**Exercise instructions**:
1 - Answer these from the post about the seized engine, one line each:
(a) What warning came on after the oil line came loose?
(b) What event was the writer heading to when the engine seized?
(c) What had slipped off the half circle part?
2 - For each statement, say yes or no by the post about the seized engine and quote the words that decide it:
(a) The leaked oil ended up in the bilge.
(b) The oil pump valve was stuck open when the engine seized.
(c) The writer does not know what caused the seize.
3 - Write out the post about the seized engine word for word, starting at "anyways... last weekend" and ending at "the engine SEIZED.".

**Excerpt to read**:
SO for the past year, the my 96 GTX with 787 has been operating flawlessly... on its rebuilt engine (last summer 20 operating hours)...

anyways... last weekend the oil line became disconnected (the L shapped nipple popped off where it goes into the oil pump. Fortunatly the low oil light came on which made me stop and see the bilge was full of oil, SO no damage was done...

SO i fixed the oil hose, re-primed the oil system... AND went out yesturday for SEAFAIR in Seattle... about 10 minutes past, and the engine SEIZED.

come to find out, the cable that opens/closes the oil pump valve slipped off the half circle part... So it was in the closed position, and was not feeding oil.

So i know what caused the SEIZE, but what is SEIZED? pistons? crank? will this be ANOTHER complete rebuild?

any advise is appreciated... thanks.

**Items**:

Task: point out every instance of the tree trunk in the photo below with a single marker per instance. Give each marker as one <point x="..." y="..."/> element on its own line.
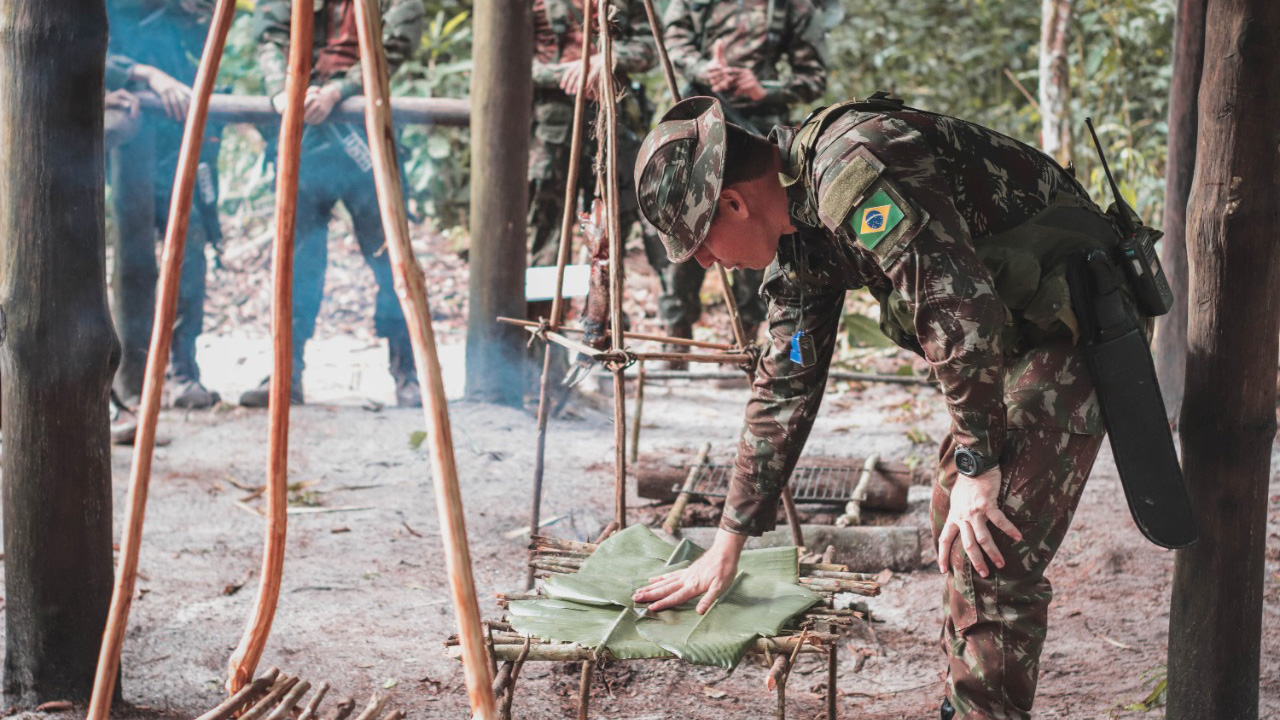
<point x="1228" y="417"/>
<point x="1171" y="328"/>
<point x="58" y="350"/>
<point x="1055" y="80"/>
<point x="501" y="103"/>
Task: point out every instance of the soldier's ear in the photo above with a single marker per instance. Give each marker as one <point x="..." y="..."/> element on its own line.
<point x="734" y="204"/>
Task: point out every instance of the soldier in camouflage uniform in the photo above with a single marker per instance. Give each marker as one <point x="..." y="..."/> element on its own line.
<point x="963" y="235"/>
<point x="336" y="165"/>
<point x="557" y="58"/>
<point x="156" y="45"/>
<point x="732" y="50"/>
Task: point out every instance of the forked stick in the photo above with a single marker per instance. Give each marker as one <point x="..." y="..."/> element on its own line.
<point x="411" y="291"/>
<point x="158" y="359"/>
<point x="247" y="654"/>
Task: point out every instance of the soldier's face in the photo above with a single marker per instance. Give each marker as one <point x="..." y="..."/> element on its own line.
<point x="749" y="220"/>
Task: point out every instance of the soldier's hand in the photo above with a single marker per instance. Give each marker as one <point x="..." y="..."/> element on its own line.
<point x="709" y="577"/>
<point x="174" y="96"/>
<point x="974" y="504"/>
<point x="319" y="103"/>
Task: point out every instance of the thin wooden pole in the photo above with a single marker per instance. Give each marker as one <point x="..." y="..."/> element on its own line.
<point x="158" y="360"/>
<point x="789" y="506"/>
<point x="575" y="158"/>
<point x="411" y="291"/>
<point x="557" y="301"/>
<point x="617" y="255"/>
<point x="667" y="340"/>
<point x="243" y="660"/>
<point x="584" y="689"/>
<point x="670" y="73"/>
<point x="639" y="415"/>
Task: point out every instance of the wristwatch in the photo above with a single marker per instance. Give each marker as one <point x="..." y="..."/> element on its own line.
<point x="970" y="463"/>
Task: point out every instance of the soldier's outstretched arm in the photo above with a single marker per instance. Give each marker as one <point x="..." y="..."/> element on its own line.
<point x="785" y="396"/>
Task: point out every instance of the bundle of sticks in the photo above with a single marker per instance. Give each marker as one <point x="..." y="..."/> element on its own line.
<point x="277" y="696"/>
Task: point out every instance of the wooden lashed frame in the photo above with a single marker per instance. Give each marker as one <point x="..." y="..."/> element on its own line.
<point x="273" y="696"/>
<point x="816" y="632"/>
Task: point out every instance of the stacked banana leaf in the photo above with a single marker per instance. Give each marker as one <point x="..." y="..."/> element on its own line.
<point x="594" y="609"/>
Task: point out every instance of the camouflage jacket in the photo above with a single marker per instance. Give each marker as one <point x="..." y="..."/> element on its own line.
<point x="167" y="35"/>
<point x="961" y="233"/>
<point x="558" y="39"/>
<point x="402" y="31"/>
<point x="757" y="33"/>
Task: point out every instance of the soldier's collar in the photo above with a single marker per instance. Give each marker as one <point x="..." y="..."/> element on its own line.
<point x="784" y="137"/>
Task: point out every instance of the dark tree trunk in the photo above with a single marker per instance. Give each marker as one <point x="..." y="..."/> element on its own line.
<point x="501" y="103"/>
<point x="59" y="349"/>
<point x="1171" y="328"/>
<point x="1228" y="417"/>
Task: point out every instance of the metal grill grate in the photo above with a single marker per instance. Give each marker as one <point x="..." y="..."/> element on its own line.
<point x="809" y="484"/>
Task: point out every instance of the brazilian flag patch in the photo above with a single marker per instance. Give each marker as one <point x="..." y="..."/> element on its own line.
<point x="876" y="218"/>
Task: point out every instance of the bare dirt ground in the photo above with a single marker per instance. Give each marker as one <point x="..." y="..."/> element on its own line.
<point x="365" y="601"/>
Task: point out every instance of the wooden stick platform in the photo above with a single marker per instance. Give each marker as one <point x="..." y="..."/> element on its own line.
<point x="816" y="632"/>
<point x="275" y="696"/>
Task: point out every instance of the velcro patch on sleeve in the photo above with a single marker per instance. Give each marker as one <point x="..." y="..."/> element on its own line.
<point x="849" y="187"/>
<point x="886" y="220"/>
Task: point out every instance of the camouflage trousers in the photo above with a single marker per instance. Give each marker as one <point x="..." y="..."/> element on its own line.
<point x="993" y="628"/>
<point x="680" y="300"/>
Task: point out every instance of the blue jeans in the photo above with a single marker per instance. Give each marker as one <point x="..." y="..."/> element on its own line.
<point x="327" y="174"/>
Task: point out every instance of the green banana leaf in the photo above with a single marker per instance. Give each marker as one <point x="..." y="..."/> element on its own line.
<point x="763" y="597"/>
<point x="593" y="607"/>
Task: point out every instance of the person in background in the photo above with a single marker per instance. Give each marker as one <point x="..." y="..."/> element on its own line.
<point x="155" y="46"/>
<point x="732" y="50"/>
<point x="337" y="165"/>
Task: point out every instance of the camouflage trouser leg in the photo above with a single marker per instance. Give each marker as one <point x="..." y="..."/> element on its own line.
<point x="995" y="627"/>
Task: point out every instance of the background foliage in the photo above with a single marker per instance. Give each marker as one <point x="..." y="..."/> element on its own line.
<point x="954" y="57"/>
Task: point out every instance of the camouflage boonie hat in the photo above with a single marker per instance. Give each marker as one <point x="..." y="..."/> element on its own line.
<point x="679" y="174"/>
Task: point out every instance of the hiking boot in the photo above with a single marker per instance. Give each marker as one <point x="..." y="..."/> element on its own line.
<point x="188" y="393"/>
<point x="403" y="372"/>
<point x="261" y="395"/>
<point x="684" y="331"/>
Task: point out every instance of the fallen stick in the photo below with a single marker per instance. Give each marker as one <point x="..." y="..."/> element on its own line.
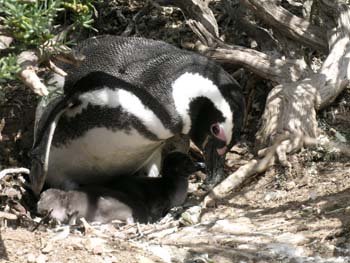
<point x="8" y="171"/>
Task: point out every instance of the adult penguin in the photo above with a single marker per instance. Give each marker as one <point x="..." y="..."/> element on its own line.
<point x="128" y="97"/>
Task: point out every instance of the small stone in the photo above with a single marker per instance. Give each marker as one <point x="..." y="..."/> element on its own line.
<point x="48" y="248"/>
<point x="41" y="258"/>
<point x="31" y="258"/>
<point x="290" y="185"/>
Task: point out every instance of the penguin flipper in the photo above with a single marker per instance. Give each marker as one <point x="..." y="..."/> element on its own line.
<point x="43" y="134"/>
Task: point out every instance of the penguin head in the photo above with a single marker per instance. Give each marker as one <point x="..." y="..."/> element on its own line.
<point x="216" y="121"/>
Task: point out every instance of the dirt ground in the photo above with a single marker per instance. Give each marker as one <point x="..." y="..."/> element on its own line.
<point x="299" y="214"/>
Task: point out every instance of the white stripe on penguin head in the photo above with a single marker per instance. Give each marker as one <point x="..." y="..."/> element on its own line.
<point x="192" y="85"/>
<point x="106" y="97"/>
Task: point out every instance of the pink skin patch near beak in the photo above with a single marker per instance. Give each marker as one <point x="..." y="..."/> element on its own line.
<point x="221" y="151"/>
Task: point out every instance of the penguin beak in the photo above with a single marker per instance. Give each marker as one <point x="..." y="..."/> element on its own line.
<point x="214" y="156"/>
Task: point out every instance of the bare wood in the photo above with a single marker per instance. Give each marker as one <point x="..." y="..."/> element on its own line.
<point x="335" y="71"/>
<point x="8" y="171"/>
<point x="263" y="65"/>
<point x="236" y="179"/>
<point x="28" y="60"/>
<point x="8" y="216"/>
<point x="295" y="27"/>
<point x="267" y="67"/>
<point x="199" y="17"/>
<point x="292" y="107"/>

**The replies**:
1 -
(a) The low oil light.
(b) SEAFAIR in Seattle.
(c) The cable that opens/closes the oil pump valve.

2 -
(a) Yes: "the bilge was full of oil"
(b) No: "So it was in the closed position, and was not feeding oil."
(c) No: "So i know what caused the SEIZE"

3 -
anyways... last weekend the oil line became disconnected (the L shapped nipple popped off where it goes into the oil pump. Fortunatly the low oil light came on which made me stop and see the bilge was full of oil, SO no damage was done...

SO i fixed the oil hose, re-primed the oil system... AND went out yesturday for SEAFAIR in Seattle... about 10 minutes past, and the engine SEIZED.